-- Start of Recorded information --

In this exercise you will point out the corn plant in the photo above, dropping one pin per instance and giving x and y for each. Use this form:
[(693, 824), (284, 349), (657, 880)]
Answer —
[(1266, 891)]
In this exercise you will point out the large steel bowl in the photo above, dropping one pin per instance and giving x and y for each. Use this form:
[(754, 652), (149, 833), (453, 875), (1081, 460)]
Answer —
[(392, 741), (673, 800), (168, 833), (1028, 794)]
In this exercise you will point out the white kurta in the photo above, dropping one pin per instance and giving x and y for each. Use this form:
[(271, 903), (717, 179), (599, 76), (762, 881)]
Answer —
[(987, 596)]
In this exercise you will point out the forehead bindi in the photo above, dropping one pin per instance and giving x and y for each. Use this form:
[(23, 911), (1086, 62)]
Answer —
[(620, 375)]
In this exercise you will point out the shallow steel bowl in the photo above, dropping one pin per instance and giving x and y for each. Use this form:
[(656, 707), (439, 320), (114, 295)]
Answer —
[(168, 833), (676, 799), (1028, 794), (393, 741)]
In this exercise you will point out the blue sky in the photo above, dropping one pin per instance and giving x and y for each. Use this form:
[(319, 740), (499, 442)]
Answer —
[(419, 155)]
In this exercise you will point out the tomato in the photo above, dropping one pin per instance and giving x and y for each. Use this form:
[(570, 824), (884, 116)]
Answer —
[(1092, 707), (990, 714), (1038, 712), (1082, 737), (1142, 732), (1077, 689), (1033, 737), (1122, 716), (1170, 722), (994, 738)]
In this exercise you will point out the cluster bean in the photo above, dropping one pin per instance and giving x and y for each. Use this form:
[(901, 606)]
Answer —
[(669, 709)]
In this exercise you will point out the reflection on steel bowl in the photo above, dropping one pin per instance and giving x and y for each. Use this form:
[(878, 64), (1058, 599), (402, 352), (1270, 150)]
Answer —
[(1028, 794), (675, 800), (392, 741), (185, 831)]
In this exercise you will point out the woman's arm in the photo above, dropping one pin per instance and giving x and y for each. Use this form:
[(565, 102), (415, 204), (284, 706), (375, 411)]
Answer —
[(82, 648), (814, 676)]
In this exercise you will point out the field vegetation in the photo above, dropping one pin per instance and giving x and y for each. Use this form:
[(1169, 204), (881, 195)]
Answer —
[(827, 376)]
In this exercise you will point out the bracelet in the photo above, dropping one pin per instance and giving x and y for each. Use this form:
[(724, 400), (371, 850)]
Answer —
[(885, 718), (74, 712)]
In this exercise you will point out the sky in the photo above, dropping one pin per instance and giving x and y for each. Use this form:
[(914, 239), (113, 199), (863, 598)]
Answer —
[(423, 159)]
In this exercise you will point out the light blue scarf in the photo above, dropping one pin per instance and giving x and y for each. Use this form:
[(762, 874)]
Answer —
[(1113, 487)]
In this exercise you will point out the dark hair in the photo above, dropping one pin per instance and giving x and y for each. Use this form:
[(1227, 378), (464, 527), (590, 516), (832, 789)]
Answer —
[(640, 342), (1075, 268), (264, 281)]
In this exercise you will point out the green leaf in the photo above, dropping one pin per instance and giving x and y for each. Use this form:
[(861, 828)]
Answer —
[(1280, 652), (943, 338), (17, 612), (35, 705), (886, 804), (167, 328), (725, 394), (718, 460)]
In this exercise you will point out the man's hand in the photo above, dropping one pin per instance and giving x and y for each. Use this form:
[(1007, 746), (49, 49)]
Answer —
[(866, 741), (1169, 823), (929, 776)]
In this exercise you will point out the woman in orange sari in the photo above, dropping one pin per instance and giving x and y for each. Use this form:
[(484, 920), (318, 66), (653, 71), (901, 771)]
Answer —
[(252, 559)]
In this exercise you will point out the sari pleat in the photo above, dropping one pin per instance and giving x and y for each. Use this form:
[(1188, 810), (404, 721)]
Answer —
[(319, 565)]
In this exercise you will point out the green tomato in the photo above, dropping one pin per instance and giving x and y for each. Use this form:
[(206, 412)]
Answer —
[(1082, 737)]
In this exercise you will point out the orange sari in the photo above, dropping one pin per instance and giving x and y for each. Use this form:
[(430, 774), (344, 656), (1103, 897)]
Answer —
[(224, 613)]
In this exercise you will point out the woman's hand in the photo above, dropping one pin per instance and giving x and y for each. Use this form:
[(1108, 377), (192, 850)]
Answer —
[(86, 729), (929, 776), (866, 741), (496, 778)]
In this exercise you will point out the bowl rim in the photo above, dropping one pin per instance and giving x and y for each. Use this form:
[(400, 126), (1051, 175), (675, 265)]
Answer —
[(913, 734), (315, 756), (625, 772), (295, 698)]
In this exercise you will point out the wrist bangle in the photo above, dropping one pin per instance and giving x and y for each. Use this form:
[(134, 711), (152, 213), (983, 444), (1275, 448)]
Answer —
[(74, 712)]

-- End of Recorded information --

What you are asked to do
Please update the data above by replacing each "dropping" with "placing" and keeping every other part the same.

Answer to the problem
In this exercise you will point out the corn plant in the photo above, placing one pin per instance and giving x and y for each. Use this form:
[(693, 824), (284, 349), (657, 880)]
Answer —
[(1266, 891)]
In this exercise you will point out the large steel bowl in the photo above, placing one pin per instance and giving x and y for each. Use this form:
[(754, 652), (149, 833), (453, 875), (1081, 460)]
Answer —
[(392, 741), (673, 800), (168, 833), (1028, 794)]
In this exercise you will point out the white kurta in the photo above, placing one pin per instance and giving x and y for each. Use this form:
[(271, 903), (717, 179), (599, 76), (762, 881)]
Answer —
[(987, 596)]
In this exercise you will point out the forehead bindi in the photo above, placing one pin per instance and giving x and y for each. Use this form:
[(23, 911), (1086, 62)]
Answer —
[(620, 375)]
In this exercise you will point out the shallow steel bowl in the photo above, placing one pin per instance and giving x and y for each. Use this form:
[(656, 707), (439, 320), (114, 295)]
Answer —
[(168, 833), (676, 799), (1028, 794), (393, 741)]
In this exercise you will point out the blue sky in the photo above, placing one pin per instance and giving x and y for each. Use this form:
[(319, 740), (499, 442)]
Answer —
[(419, 155)]
In this exercise you will point out the tomato in the photo above, placing one pin per instance and giving x and y for each. Use this form:
[(570, 824), (884, 116)]
Answer —
[(1092, 707), (990, 714), (1038, 712), (1082, 737), (1142, 732), (1077, 689), (1033, 737), (1122, 716), (1170, 722), (994, 738)]
In this exercise you will point out the cluster bean in the photo above, placing one pin per instance and giving x and y for each. Use this form:
[(901, 606)]
Answer —
[(669, 709)]
In this exercise you will point out the reflection on steel bowl in the photo above, placing one pin per instance and giving x and y for each. Use this form:
[(878, 64), (1058, 599), (402, 352), (1270, 150)]
Answer —
[(1028, 794), (675, 800), (392, 741), (185, 831)]
In this exercise you will point out the woman's arm in the photo above, placing one pin per instance and giving x and y for each. Use this form:
[(565, 102), (415, 204), (284, 706), (375, 411)]
Answer —
[(82, 648), (814, 676)]
In this exercise you will point out the field vegetation in the photo above, placing one pin per instance and giving x and y for each. Use this form:
[(1169, 204), (881, 195)]
Answer —
[(827, 376)]
In this exercise you will point out the bracelet in the photo above, placing one pin per instance and giving x and y for each. Use this form:
[(724, 400), (371, 850)]
Answer —
[(885, 718), (74, 712)]
In this exercise you will point out the sky in the photo above, placing one pin per instance and giving x and y for each. Use this form:
[(914, 239), (113, 199), (863, 598)]
Answer —
[(423, 159)]
In this exercise you will point out the light blue scarf in the photo above, placing one pin per instance and giving x and y for each. Use this form:
[(762, 874)]
Answer —
[(1113, 487)]
In this exercise you will point out the dark hair in the photo above, placing one pin per instance and giving x and y for each. Use this form:
[(1227, 378), (464, 527), (590, 516), (832, 789)]
Answer —
[(640, 342), (1075, 268), (264, 281)]
In this exercise you will point out the green leaf in the photo above, placing one pin per instance and giving x and y for each. Use this form:
[(861, 828)]
Answer —
[(1280, 652), (943, 338), (17, 612), (35, 705), (886, 804), (167, 328), (725, 394), (718, 460)]
In this exercise you will point out the man's hand in the photo above, placing one pin per instance and giving x and y for each. Use this form:
[(1007, 746), (49, 49)]
Answer —
[(866, 741), (1169, 823), (929, 776)]
In this exercise you will point out the woman in orange sari in the photo above, placing one pin per instance and giving x and y for each. Use this form:
[(484, 920), (318, 66), (653, 71), (901, 771)]
Answer —
[(252, 559)]
In this exercise you will point out the sari pleat in the photo above, placing one pin per instance and giving x and y for each. Use this form:
[(1188, 810), (404, 721)]
Answer —
[(319, 565)]
In this exercise you will point out the green tomato in the photo above, placing one pin per instance and giving x and y for each. Use this form:
[(206, 412)]
Answer —
[(1082, 737)]
In this exercise you will point out the orange sari in the photo above, placing one pin per instance and giving x and y for each. Use this form:
[(430, 774), (344, 656), (1103, 897)]
Answer —
[(224, 613)]
In this exercise you will point out the woman's hand in the photo above, placing one pin per instance and giving x and y for each. Use this form:
[(1108, 377), (192, 850)]
Answer —
[(86, 729), (929, 776), (866, 741), (496, 778)]
In this exercise you will point out the bowl rim in the photo above, placing one pin per instance and giving x and y for each. Use this form:
[(400, 126), (1051, 175), (675, 265)]
Answer —
[(913, 734), (315, 756), (625, 772), (295, 698)]
In this exercise you will point out the wrist bangle in the photo above, placing one pin per instance and giving x and y for each. Use this form:
[(134, 711), (152, 213), (983, 444), (1275, 448)]
Answer —
[(74, 712)]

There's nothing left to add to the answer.